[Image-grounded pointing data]
--------------------------------
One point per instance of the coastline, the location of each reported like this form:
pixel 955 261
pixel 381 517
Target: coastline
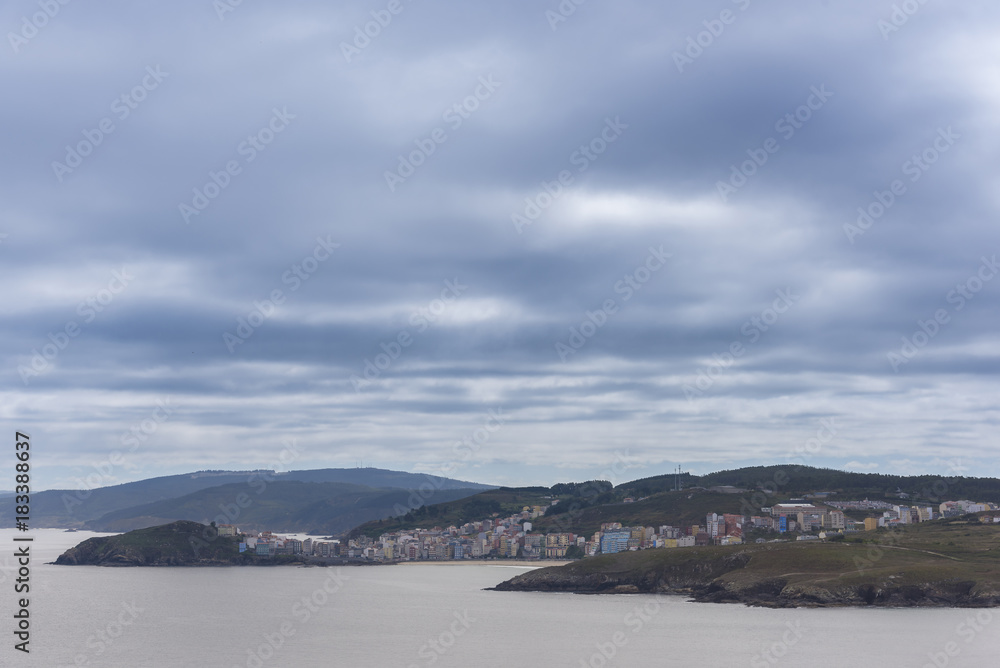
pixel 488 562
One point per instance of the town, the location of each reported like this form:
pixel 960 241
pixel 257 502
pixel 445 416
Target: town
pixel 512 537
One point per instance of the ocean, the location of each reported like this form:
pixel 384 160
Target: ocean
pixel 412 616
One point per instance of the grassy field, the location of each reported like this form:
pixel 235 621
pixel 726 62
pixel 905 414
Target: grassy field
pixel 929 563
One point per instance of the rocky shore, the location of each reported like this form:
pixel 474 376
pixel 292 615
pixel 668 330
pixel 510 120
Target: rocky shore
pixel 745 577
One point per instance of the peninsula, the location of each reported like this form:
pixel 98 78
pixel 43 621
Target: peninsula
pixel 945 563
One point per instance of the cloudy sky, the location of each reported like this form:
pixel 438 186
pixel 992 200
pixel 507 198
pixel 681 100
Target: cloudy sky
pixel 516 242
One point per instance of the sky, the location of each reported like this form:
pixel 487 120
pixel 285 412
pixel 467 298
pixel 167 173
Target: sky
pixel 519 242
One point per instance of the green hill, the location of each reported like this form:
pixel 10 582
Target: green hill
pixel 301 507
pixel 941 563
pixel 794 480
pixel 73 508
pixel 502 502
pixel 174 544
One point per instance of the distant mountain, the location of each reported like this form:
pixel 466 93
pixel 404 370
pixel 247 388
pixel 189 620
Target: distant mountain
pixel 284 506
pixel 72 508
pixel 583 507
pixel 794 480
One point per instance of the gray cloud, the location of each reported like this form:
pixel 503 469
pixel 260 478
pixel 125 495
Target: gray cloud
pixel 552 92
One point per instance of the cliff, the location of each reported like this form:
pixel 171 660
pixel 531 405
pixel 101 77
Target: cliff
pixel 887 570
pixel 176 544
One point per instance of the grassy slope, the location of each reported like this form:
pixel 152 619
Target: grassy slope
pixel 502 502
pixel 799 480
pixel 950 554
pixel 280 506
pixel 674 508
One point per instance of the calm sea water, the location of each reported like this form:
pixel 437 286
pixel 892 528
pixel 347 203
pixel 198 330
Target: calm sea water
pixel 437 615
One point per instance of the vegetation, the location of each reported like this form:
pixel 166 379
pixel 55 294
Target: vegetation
--------------------------------
### EXERCISE:
Each line from the one holding "pixel 437 286" through the last line of the data is to be transcribed exactly, with nothing else added.

### RESPONSE:
pixel 437 286
pixel 892 528
pixel 347 203
pixel 198 330
Target: calm sea water
pixel 437 615
One point per instance of the vegetation, the location of each reported like this form:
pixel 166 379
pixel 55 294
Target: vegetation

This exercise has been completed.